• **Page text**
The Aftermath for the Families
Think about Marisa Patti for a second. She spent over two decades with this man. She shared a bed with him. She trusted him. Then, years after he’s gone, the police knock on her door and tell her he was a brutal murderer who killed a woman on Valentine’s Day while her parents stood in the next room.
That’s a different kind of trauma.
The Serrin family finally got their answer, but they didn't get a trial. There was no courtroom confrontation. No chance to ask why.
David Mabrito was described by some as a transient at times, but he clearly had the ability to mask his darkness well enough to maintain a long-term relationship. It’s a chilling reminder that you never truly know what’s going on in someone else’s head.
Lessons from the Jodine Serrin Case
This case changed how local departments approach cold cases in California. It proved that even a "dead" lead can be revived if the physical evidence is preserved correctly.
- DNA is King: If you have biological evidence, the case is never truly "unsolvable." Technology is always evolving.
- Genetic Privacy: This case highlights why people are often urged to opt-in to law enforcement searches on genealogy sites. Without those distant cousins sharing their data, Mabrito might never have been caught.
- The Double Life: Violent offenders aren't always "monsters" 24/7. They can be coworkers, boyfriends, and neighbors.
If you're following cold cases or interested in how these mysteries get unraveled, the best thing you can do is support organizations like Season of Justice. They provide funding for advanced DNA testing that small-town police departments often can't afford.
You can also check your own settings on sites like GEDmatch or FamilyTreeDNA. If you want to help solve cases like Jodine's, make sure your profile is set to allow law enforcement access. One distant match is often all it takes to bring a killer out of the shadows.

• **Point localization data**
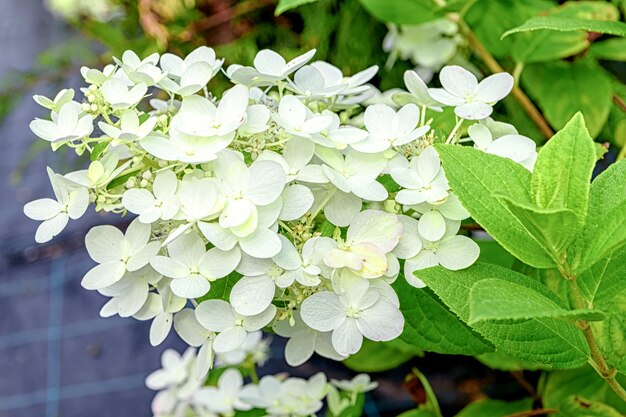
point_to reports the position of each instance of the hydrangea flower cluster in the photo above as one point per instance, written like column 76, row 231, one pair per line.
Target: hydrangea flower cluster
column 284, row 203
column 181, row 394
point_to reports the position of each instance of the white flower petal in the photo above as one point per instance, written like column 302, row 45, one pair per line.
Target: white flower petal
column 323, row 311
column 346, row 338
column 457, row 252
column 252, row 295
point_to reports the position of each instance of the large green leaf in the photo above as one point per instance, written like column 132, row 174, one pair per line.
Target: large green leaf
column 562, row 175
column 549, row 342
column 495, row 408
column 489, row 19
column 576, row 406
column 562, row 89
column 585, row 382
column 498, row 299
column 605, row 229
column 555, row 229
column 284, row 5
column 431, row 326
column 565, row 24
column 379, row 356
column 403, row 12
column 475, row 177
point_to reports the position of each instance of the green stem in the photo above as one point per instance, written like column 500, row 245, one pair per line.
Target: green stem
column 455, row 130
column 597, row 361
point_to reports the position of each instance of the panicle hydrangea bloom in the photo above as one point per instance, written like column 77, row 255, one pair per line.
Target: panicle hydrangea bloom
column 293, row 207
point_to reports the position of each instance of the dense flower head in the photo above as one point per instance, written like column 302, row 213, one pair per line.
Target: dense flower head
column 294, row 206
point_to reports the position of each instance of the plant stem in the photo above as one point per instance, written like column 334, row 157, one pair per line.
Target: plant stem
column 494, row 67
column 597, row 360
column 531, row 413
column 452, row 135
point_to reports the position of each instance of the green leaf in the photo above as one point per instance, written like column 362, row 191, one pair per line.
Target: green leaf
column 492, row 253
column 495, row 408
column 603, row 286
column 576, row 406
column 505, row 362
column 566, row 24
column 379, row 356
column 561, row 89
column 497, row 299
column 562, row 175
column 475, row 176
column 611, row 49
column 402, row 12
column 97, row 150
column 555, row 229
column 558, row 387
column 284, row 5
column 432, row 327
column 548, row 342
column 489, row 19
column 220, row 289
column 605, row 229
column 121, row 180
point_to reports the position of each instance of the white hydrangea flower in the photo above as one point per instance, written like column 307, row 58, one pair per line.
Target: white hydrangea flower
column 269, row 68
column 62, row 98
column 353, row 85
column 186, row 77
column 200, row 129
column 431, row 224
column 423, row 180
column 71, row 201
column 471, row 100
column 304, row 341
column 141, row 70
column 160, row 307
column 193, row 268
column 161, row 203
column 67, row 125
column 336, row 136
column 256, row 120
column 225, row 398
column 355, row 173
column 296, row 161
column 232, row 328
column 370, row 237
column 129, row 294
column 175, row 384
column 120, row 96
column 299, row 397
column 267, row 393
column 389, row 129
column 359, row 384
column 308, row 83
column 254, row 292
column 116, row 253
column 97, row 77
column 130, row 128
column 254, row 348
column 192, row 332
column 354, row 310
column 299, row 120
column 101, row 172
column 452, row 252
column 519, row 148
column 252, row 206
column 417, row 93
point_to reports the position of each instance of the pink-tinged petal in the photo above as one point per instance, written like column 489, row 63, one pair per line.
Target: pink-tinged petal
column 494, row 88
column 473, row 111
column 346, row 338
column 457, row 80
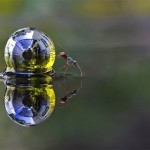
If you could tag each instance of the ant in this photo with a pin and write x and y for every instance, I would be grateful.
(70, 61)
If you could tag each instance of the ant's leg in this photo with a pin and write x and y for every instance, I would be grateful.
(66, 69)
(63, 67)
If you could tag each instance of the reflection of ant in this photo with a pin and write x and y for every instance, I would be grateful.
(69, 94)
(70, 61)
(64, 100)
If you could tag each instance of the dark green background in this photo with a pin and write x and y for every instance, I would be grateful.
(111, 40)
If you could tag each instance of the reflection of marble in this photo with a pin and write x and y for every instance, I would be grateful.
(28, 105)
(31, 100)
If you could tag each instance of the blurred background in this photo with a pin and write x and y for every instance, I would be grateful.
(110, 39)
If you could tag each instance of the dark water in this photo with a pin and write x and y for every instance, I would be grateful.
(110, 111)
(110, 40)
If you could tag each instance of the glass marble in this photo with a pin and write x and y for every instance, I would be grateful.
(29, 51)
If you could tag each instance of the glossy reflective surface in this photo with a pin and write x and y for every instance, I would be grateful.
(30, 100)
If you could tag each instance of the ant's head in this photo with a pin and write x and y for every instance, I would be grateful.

• **Things to do**
1) From the Serrin case text, extract the passage between "Lessons from the" and "boyfriends, and neighbors.", inclusive.
2) Answer these questions from the Serrin case text:
(a) On what day was the woman killed?
(b) What does Season of Justice provide funding for?
(c) Which two genealogy sites are named?
3) Shorten the paragraph of the Serrin case text that begins "If you're following cold cases", keeping its main facts.
Work only from the Serrin case text.

• **Outputs for the tasks**
1)
Lessons from the Jodine Serrin Case
This case changed how local departments approach cold cases in California. It proved that even a "dead" lead can be revived if the physical evidence is preserved correctly.
- DNA is King: If you have biological evidence, the case is never truly "unsolvable." Technology is always evolving.
- Genetic Privacy: This case highlights why people are often urged to opt-in to law enforcement searches on genealogy sites. Without those distant cousins sharing their data, Mabrito might never have been caught.
- The Double Life: Violent offenders aren't always "monsters" 24/7. They can be coworkers, boyfriends, and neighbors.

2)
(a) Valentine's Day.
(b) Advanced DNA testing that small-town police departments often can't afford.
(c) GEDmatch and FamilyTreeDNA.

3) To help solve cold cases, support organizations like Season of Justice, which fund advanced DNA testing that small-town police departments often can't afford.